[[ Excerpted records open ]]

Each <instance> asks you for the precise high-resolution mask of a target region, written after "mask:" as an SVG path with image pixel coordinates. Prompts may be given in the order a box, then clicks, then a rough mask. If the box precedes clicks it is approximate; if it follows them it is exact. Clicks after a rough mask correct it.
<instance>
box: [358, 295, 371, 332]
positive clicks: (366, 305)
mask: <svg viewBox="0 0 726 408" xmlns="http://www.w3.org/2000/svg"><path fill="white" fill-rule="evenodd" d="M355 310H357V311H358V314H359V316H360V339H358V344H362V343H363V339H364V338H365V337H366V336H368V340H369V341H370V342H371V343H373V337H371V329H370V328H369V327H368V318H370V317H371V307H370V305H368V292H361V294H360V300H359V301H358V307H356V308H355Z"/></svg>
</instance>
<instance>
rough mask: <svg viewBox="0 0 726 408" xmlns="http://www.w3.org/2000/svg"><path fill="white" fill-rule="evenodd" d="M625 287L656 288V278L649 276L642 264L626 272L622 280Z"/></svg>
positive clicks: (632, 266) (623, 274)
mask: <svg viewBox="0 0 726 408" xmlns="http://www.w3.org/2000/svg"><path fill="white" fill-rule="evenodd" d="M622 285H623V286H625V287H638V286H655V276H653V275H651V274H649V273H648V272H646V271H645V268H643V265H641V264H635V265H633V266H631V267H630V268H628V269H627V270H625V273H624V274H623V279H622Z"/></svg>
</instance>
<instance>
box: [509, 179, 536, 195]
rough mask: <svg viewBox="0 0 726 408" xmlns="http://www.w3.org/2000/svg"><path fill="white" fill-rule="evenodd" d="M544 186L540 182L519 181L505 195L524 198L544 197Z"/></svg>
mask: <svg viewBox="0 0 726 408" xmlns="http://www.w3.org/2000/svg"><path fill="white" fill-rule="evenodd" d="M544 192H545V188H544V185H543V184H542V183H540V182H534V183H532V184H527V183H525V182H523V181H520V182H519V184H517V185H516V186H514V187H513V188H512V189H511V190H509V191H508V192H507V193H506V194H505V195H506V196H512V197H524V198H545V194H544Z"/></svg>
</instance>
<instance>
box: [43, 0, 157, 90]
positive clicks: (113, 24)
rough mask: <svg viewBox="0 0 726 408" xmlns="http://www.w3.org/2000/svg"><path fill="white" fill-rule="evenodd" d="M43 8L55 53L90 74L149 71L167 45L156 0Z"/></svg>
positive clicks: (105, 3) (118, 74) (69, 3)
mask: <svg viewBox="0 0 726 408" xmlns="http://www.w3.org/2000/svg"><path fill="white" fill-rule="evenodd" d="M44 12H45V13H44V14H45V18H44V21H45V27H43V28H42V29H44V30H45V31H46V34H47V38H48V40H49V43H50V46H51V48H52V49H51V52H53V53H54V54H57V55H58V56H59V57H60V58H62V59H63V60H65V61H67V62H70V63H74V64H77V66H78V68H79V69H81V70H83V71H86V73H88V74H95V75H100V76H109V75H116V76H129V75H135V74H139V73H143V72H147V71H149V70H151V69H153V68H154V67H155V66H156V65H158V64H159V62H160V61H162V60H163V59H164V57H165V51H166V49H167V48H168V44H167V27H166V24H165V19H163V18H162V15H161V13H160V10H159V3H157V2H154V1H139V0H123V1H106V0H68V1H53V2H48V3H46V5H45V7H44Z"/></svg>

[[ Excerpted records closed ]]

Write the lines out again exactly, from the one containing "box: [509, 179, 536, 195]" through the last line of the records, and include no other lines.

box: [509, 179, 536, 195]
rough mask: <svg viewBox="0 0 726 408" xmlns="http://www.w3.org/2000/svg"><path fill="white" fill-rule="evenodd" d="M544 186L540 182L519 181L505 195L524 198L544 197Z"/></svg>
mask: <svg viewBox="0 0 726 408" xmlns="http://www.w3.org/2000/svg"><path fill="white" fill-rule="evenodd" d="M544 192H545V188H544V185H543V184H542V183H540V182H534V183H532V184H527V183H525V182H523V181H520V182H519V184H517V185H516V186H514V187H513V188H512V189H511V190H509V191H508V192H507V193H506V194H505V195H506V196H512V197H524V198H545V194H544Z"/></svg>
</instance>
<instance>
box: [43, 0, 157, 90]
positive clicks: (113, 24)
rough mask: <svg viewBox="0 0 726 408" xmlns="http://www.w3.org/2000/svg"><path fill="white" fill-rule="evenodd" d="M43 8L55 53L90 74L149 71L167 45L156 0Z"/></svg>
positive clicks: (105, 3) (118, 74) (69, 3)
mask: <svg viewBox="0 0 726 408" xmlns="http://www.w3.org/2000/svg"><path fill="white" fill-rule="evenodd" d="M44 12H45V13H44V14H45V18H44V21H45V27H43V28H42V29H44V30H45V31H46V34H47V38H48V40H49V43H50V46H51V48H52V49H51V52H53V53H54V54H57V55H58V56H59V57H60V58H62V59H63V60H65V61H67V62H70V63H74V64H77V66H78V68H79V69H81V70H83V71H86V73H88V74H95V75H100V76H109V75H116V76H129V75H135V74H139V73H143V72H147V71H149V70H151V69H153V68H154V67H155V66H156V65H158V64H159V62H160V61H162V60H163V59H164V57H165V51H166V49H167V48H168V44H167V27H166V24H165V19H163V18H162V15H161V13H160V10H159V3H157V2H154V1H139V0H123V1H106V0H68V1H53V2H48V3H46V5H45V7H44Z"/></svg>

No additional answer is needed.